:: WHAT IS BEING ASKED ::
Reproduce the data below, replacing every "layout" with "format" and leaving everything else unchanged.

:: RECORDS TO USE ::
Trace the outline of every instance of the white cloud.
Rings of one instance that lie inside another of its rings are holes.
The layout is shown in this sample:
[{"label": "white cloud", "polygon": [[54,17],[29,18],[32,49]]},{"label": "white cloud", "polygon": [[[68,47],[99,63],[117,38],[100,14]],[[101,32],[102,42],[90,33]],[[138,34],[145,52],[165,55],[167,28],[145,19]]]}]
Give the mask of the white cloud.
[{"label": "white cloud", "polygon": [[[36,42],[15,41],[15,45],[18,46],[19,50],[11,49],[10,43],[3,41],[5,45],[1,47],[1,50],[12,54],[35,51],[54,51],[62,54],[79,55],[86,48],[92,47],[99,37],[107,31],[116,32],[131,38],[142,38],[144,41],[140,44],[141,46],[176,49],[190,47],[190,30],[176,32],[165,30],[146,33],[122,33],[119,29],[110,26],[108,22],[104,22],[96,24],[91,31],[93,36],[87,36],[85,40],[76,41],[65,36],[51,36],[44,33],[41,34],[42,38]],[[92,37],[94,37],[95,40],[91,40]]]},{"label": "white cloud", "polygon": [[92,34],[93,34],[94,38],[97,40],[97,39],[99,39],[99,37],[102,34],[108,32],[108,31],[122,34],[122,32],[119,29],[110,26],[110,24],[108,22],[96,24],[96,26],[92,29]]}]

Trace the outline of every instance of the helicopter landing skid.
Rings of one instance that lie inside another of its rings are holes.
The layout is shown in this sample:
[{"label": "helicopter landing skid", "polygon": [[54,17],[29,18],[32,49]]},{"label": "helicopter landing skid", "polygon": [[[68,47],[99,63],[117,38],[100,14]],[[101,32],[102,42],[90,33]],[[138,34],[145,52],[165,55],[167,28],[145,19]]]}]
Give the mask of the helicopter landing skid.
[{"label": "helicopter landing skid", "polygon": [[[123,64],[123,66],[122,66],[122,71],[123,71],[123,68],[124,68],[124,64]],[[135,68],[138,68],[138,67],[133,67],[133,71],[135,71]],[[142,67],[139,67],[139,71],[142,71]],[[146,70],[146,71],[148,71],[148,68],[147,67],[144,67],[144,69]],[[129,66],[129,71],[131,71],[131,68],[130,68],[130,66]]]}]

:: CORRECT ANSWER ::
Trace the outline of every instance of the white cloud.
Rings of one instance that lie inside another of its rings are holes.
The format is shown in this sample:
[{"label": "white cloud", "polygon": [[54,17],[29,18],[32,49]]},{"label": "white cloud", "polygon": [[[68,47],[99,63],[117,38],[100,14]],[[101,32],[102,42],[90,33]],[[138,34],[145,52],[165,55],[167,28],[145,19]]]}]
Give the mask of the white cloud.
[{"label": "white cloud", "polygon": [[[36,42],[15,41],[15,45],[18,46],[19,50],[11,49],[10,43],[3,41],[5,45],[1,47],[1,50],[12,54],[35,51],[54,51],[62,54],[79,55],[86,48],[92,47],[99,37],[107,31],[116,32],[131,38],[142,38],[144,41],[140,44],[141,46],[176,49],[190,47],[190,30],[176,32],[165,30],[146,33],[122,33],[119,29],[110,26],[108,22],[104,22],[96,24],[91,31],[93,36],[87,36],[85,40],[76,41],[65,36],[51,36],[44,33],[41,34],[42,38]],[[92,37],[94,37],[95,40],[91,40]]]},{"label": "white cloud", "polygon": [[92,34],[93,34],[94,38],[97,40],[97,39],[99,39],[99,37],[102,34],[108,32],[108,31],[122,34],[122,32],[119,29],[110,26],[110,24],[108,22],[96,24],[96,26],[92,29]]}]

Trace the outline of every instance of the helicopter landing skid.
Rings of one instance that lie inside another of its rings are holes.
The format is shown in this sample:
[{"label": "helicopter landing skid", "polygon": [[54,17],[29,18],[32,49]]},{"label": "helicopter landing skid", "polygon": [[[68,47],[99,63],[117,38],[100,14]],[[101,32],[102,42],[90,33]],[[138,34],[145,52],[165,55],[167,28],[145,19]]]}]
Give the mask of the helicopter landing skid.
[{"label": "helicopter landing skid", "polygon": [[[123,64],[123,66],[122,66],[122,71],[123,71],[123,68],[124,68],[124,64]],[[135,68],[138,68],[138,67],[133,67],[133,71],[135,71]],[[142,67],[139,67],[139,71],[142,71]],[[146,70],[146,71],[148,71],[148,68],[147,67],[144,67],[144,69]],[[129,66],[129,71],[131,71],[131,68],[130,68],[130,66]]]}]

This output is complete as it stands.